Problem to work on —
Look at the entries below and reproduce them exactly.
## start Input data
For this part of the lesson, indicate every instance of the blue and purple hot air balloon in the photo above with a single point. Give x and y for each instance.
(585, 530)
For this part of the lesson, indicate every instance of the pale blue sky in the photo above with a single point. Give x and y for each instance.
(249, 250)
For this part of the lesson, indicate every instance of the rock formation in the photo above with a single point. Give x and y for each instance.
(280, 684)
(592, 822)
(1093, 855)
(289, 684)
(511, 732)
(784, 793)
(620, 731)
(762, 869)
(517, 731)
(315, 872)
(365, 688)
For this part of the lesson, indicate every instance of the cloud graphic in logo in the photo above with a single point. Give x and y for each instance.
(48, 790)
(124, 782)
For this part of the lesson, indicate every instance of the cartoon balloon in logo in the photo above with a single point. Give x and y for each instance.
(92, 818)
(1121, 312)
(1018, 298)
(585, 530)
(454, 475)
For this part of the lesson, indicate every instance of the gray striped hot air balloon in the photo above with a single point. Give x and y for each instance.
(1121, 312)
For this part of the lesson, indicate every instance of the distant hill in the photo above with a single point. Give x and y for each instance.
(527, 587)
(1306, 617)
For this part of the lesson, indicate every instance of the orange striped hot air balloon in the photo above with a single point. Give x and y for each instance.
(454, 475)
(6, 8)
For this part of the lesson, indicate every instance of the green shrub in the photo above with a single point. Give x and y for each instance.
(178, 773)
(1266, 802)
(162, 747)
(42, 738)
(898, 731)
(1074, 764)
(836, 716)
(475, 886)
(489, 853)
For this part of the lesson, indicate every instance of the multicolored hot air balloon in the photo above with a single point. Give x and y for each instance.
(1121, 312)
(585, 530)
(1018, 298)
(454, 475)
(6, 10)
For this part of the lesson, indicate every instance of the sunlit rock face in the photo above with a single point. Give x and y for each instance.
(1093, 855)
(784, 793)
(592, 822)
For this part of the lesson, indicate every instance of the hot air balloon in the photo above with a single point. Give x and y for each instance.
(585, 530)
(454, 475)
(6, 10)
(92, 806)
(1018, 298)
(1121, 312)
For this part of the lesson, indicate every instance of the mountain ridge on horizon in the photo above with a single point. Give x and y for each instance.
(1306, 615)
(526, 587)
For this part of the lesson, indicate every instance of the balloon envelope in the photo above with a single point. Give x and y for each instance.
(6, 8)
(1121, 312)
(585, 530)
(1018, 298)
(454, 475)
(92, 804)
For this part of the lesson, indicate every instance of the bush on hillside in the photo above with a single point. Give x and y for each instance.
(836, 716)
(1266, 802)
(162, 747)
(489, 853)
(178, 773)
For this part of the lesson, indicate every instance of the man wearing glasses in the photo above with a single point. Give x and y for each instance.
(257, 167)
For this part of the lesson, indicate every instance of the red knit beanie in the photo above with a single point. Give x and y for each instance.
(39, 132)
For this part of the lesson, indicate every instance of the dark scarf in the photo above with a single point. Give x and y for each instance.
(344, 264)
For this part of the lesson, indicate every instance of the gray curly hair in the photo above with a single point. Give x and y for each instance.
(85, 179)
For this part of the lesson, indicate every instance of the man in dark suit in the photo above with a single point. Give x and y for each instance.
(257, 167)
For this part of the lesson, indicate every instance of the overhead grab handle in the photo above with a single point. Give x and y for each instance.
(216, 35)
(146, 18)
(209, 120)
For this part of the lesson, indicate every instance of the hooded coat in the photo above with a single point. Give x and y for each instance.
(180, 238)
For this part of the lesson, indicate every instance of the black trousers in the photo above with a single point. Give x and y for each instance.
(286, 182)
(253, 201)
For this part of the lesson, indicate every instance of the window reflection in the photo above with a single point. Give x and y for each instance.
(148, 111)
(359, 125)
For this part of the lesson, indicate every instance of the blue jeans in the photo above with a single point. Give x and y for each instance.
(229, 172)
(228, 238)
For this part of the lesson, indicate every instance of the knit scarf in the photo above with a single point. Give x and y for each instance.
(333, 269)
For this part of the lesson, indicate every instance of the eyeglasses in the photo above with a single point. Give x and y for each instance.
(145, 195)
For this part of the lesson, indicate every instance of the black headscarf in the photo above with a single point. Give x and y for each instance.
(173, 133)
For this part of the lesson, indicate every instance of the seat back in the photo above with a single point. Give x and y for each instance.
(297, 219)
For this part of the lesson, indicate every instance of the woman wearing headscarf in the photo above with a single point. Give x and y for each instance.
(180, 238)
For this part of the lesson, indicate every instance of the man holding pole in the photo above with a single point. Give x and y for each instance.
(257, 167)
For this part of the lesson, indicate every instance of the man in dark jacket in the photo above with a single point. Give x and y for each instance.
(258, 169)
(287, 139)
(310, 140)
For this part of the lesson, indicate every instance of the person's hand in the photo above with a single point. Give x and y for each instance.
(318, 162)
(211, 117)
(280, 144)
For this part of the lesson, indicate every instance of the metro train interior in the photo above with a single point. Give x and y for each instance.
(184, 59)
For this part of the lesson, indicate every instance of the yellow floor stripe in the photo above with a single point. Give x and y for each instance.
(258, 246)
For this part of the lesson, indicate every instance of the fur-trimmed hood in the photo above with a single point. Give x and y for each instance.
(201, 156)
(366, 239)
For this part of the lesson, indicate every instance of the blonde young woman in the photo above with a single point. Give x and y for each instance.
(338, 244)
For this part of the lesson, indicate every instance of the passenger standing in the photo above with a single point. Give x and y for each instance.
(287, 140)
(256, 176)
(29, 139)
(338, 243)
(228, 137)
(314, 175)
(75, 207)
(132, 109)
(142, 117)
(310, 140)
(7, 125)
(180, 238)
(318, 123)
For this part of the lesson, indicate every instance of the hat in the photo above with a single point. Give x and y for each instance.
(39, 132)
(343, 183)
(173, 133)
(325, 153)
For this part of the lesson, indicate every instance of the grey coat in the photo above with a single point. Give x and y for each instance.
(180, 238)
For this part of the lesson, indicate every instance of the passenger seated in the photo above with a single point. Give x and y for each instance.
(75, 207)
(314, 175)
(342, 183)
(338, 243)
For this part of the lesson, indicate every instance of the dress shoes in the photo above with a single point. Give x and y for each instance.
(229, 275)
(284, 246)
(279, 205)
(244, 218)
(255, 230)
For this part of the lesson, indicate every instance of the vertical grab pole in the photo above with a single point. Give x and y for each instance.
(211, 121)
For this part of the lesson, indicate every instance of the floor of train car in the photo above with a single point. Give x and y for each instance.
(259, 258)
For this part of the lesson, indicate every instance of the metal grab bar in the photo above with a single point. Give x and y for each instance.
## end Input data
The output —
For this part of the lesson, indicate every instance of the blue and purple hot air balloon in the photo above with a single point. Give x and y for each instance.
(585, 530)
For this part of the lesson, indicate every instance of the pale blue sky in the photo above with a single point. Give x and y for each instance.
(249, 250)
For this part of the lesson, indicate every instance of the rock formation in the photo above with a single point. Give x and y for each instance.
(280, 684)
(592, 822)
(1093, 855)
(289, 684)
(511, 732)
(784, 793)
(620, 731)
(762, 869)
(517, 731)
(315, 872)
(365, 688)
For this part of the lesson, indicate every instance of the cloud graphic in logo in the photo above with a single point. Give x and y for each instance.
(48, 790)
(124, 782)
For this part of the lesson, indicate every instance of the cartoon balloon in logo in the photo above with a single point. Give x and y for each instance.
(92, 818)
(1121, 312)
(1018, 298)
(585, 530)
(454, 475)
For this part of the lesson, indicate every instance of the gray striped hot air balloon in the photo above with a single point. Give x and y for each instance.
(1121, 312)
For this part of the lesson, indicate every instance of the distant hill in the photo above with a single point. Give x and y for each instance.
(527, 587)
(1306, 617)
For this part of the lesson, indicate every instance of the orange striped hot air balloon in the photo above with a single point. Give x and y for each instance.
(454, 475)
(6, 8)
For this part of the lesson, indicate every instance of the green shrub in the photo above with a single point. Give x and y for each instance.
(178, 773)
(1266, 802)
(162, 747)
(42, 738)
(898, 731)
(1074, 764)
(836, 716)
(475, 886)
(489, 853)
For this part of the lesson, indicate every instance of the multicolored hot air balloon in the photo above with a single point. Give x and y for each instance.
(1121, 312)
(585, 530)
(1018, 298)
(454, 475)
(6, 10)
For this part of the lesson, indicate every instance of the sunlit rock face in the photo above with a single point. Give x and y for each instance.
(1093, 855)
(784, 793)
(592, 822)
For this part of the lesson, indicate every instance of the hot air balloon in the photo above with a single point. Give x and y for each instance.
(585, 530)
(454, 475)
(6, 10)
(92, 806)
(1018, 298)
(1121, 312)
For this part of the lesson, indicate every instance of the mountain ridge on horizon in the photo above with a single point. Give x and y for each instance.
(1306, 615)
(526, 587)
For this part of the lesson, indicate every instance of the balloon envelope in the photo above with a single point. Give x and y for each instance.
(6, 8)
(1121, 312)
(585, 530)
(1018, 298)
(454, 475)
(92, 804)
For this part of the lesson, indicate every instance of the bush on hillside in the photo above with a single point. Give x and y for each instance.
(836, 716)
(1266, 802)
(162, 747)
(489, 853)
(178, 773)
For this part of the lesson, indicate every instance of the man wearing glasses in the photo above with a single point. Give x and y for each instance.
(257, 167)
For this part of the lesson, indicate every instance of the red knit beanie in the photo above with a single point. Give x and y for each instance.
(39, 132)
For this part of the lesson, indicate every instance of the dark scarf in the photo above with a single point. Give x and y for each instance.
(344, 264)
For this part of the lesson, indicate every instance of the gray curly hair in the photo above with a single point. Give x and y for each instance.
(85, 179)
For this part of the lesson, indicate every instance of the man in dark suit in the photo above with a single point. Give x and y for each instance.
(257, 167)
For this part of the lesson, indicate every instance of the overhead grab handle in the photo above with a single point. Give x and y for each instance.
(216, 35)
(146, 18)
(209, 120)
For this part of the lesson, indicate every instance of the hooded coat in the photo above with a single point. Give x and y for each instance.
(180, 238)
For this part of the lesson, indicate every instance of the black trousers in the photo above with a single point. Give x and y for each instance.
(286, 182)
(253, 201)
For this part of the lesson, indicate every instance of the window reflection in the photo above with a single point. Give x and y for each instance.
(148, 111)
(359, 125)
For this part of the lesson, indicate every instance of the blue jeans in the photo above with a single point. Give x and y for each instance.
(229, 172)
(228, 238)
For this part of the lesson, indicate every instance of the knit scarf in the photo above with a single point. Give x and y for each instance.
(333, 269)
For this part of the lesson, indicate every instance of the eyeglasses in the photo above with a single point. Give x and y for each instance.
(145, 195)
For this part of the lesson, indicate every instance of the black headscarf in the photo above with a single point. Give x and y for each instance.
(173, 133)
For this part of the lesson, indicate every instance of the seat back in the photo above with a single point. Give x and y for each instance.
(297, 219)
For this part of the lesson, indicate every instance of the woman wearing headscarf in the photo above with a single point. Give x and y for each instance.
(180, 238)
For this part of the lesson, indicate every instance of the man holding pole in the photo above with a single point. Give x and y for each instance.
(257, 167)
For this part of the lesson, indicate every instance of the man in dark jacket in the photo above with a single point. Give x and y for each instance.
(258, 169)
(287, 139)
(310, 140)
For this part of the lesson, indicate every instance of the person's hand in the photo above with a single point. Give x and y for each instance.
(318, 162)
(211, 117)
(280, 144)
For this part of the lesson, indicate every instance of the metro train interior in the photo above with a single point. Give x and y for each instance.
(184, 59)
For this part of the lesson, indicate every instance of the yellow floor stripe in the photo above with a single point. Give x and y for each instance.
(258, 246)
For this part of the lesson, indicate every instance of the fur-trimmed hood in the photo above with a single point. Give x and y for each instance.
(201, 156)
(366, 239)
For this part of the lesson, indicate every instance of the blonde young woman in the photo above with a single point. Give x and y for each instance.
(338, 244)
For this part of the lesson, indicate every instance of the passenger standing in the photo above with a single point. Give x and y for each instance.
(287, 140)
(256, 176)
(29, 139)
(338, 243)
(228, 137)
(314, 175)
(75, 207)
(132, 109)
(142, 117)
(310, 140)
(7, 125)
(180, 238)
(318, 123)
For this part of the lesson, indicate every instance of the hat in the photo above with a single point. Give x and y for each instance.
(39, 132)
(343, 183)
(173, 133)
(325, 153)
For this part of the lesson, indicate every instance of the grey coat in the photo above with a single point. Give x and y for each instance.
(180, 238)
For this part of the lesson, indicate every instance of the passenger seated in the photo above with a single point. Give x and y for each instance.
(75, 207)
(314, 175)
(342, 183)
(338, 243)
For this part of the lesson, indicate every instance of the dress shoes in the photo above with a single point. Give x and y for each instance.
(229, 275)
(284, 246)
(279, 205)
(244, 218)
(255, 230)
For this part of the lesson, indicate every instance of the vertical grab pole in the photo above with a single point. Give x and y for each instance.
(211, 121)
For this part of the lesson, indicate every instance of the floor of train car in the photo above with a single point. Give x and y for each instance.
(259, 258)
For this part of the lesson, indicate every instance of the metal grab bar in the photo above with a single point. Give x and y for each instance.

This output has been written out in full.